Instructions to follow: Turn everything from the line containing "Please point out the pool" down to the end of the records into a JSON list of strings, one string per line, with blank lines and pictures left out.

## begin Given entries

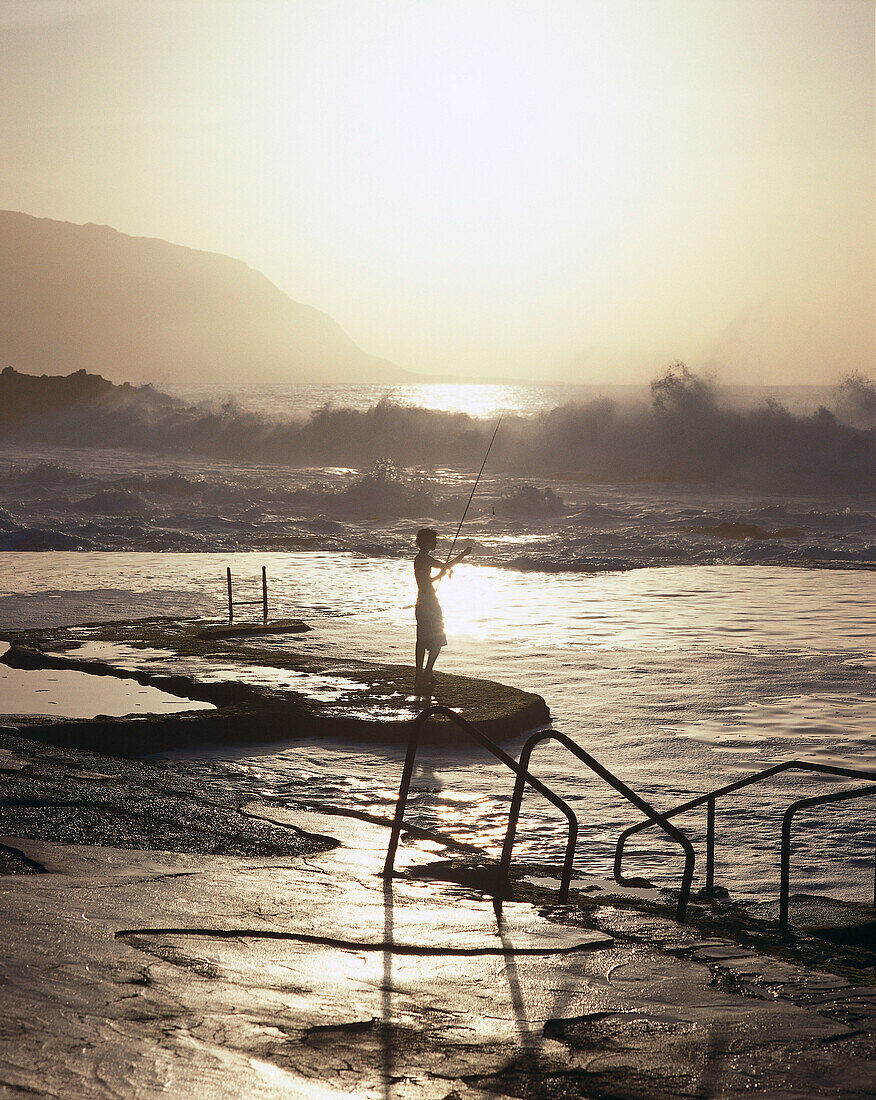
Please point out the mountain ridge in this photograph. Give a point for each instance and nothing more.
(143, 309)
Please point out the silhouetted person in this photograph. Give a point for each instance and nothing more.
(430, 622)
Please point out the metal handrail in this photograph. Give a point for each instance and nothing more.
(655, 817)
(857, 792)
(711, 796)
(500, 755)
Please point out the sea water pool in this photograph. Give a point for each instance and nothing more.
(679, 679)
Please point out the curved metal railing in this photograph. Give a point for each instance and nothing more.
(524, 778)
(500, 755)
(711, 798)
(654, 816)
(857, 792)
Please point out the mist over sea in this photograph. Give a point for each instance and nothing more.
(608, 531)
(579, 479)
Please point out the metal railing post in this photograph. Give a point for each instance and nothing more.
(655, 817)
(710, 846)
(511, 832)
(402, 801)
(785, 872)
(500, 755)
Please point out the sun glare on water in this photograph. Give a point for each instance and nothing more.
(485, 400)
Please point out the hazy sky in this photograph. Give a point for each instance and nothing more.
(577, 189)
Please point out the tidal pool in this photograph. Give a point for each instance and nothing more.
(62, 693)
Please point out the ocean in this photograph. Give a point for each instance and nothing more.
(685, 631)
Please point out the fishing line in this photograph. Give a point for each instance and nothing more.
(471, 497)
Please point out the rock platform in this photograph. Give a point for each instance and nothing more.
(258, 953)
(261, 688)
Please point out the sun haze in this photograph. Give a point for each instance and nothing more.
(572, 190)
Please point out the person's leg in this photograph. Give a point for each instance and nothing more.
(433, 658)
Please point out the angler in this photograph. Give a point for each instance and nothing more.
(430, 624)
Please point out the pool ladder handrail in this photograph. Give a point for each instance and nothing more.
(655, 817)
(711, 798)
(525, 777)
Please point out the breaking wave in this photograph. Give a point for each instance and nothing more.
(685, 435)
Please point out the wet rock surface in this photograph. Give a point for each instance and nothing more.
(78, 798)
(193, 972)
(262, 692)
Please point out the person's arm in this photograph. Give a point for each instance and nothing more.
(459, 557)
(445, 567)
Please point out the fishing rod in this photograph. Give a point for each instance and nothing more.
(471, 497)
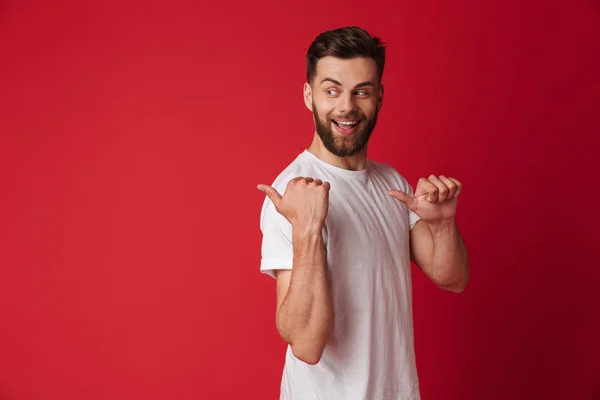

## end Given entries

The solution:
[
  "Please point out the pool ladder handrail in this photograph. Give a point for each instance and nothing more.",
  "(655, 817)",
  "(711, 798)",
  "(525, 777)",
  "Please point out the breaking wave in this photograph. Give a point for each instance and nothing more.",
  "(685, 435)",
  "Please point out the wet rock surface in this photograph. Give a point for each instance and nothing more.",
  "(78, 798)",
  "(193, 972)",
  "(262, 692)",
  "Please point out the person's arm in this photograph. Give a point for each instance and nothing more.",
  "(459, 557)",
  "(445, 567)",
  "Please point out the fishing rod in this photograph. Give a point for each instance and nothing more.",
  "(471, 497)"
]